Short task — Reproduce each of the lines that follow word for word, keeping their original order.

[start]

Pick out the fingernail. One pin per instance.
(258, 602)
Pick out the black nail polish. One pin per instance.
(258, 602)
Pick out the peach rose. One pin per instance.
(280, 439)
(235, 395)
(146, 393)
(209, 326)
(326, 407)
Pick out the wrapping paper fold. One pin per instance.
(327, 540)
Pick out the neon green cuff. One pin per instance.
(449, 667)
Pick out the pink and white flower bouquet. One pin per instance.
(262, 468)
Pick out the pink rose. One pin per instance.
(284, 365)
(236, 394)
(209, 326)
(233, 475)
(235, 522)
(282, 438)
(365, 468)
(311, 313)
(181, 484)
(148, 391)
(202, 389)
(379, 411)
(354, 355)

[end]

Result for this task —
Pick out the fingernail. One pin per instance.
(258, 602)
Pick out the black nail polish. One pin per instance.
(258, 602)
Pick out the peach rose. One pin per instance.
(280, 439)
(235, 395)
(146, 393)
(209, 326)
(326, 407)
Pick out the wrapping paper fold. One pin per instance.
(327, 540)
Pick out the neon green cuff. One pin per instance.
(449, 667)
Pick out the pink and white flower bouquet. One pin per instance.
(262, 468)
Pick out the pink rose. One pin per instance.
(284, 365)
(236, 394)
(209, 326)
(233, 475)
(235, 522)
(282, 438)
(365, 468)
(311, 313)
(181, 484)
(148, 391)
(202, 389)
(379, 411)
(354, 355)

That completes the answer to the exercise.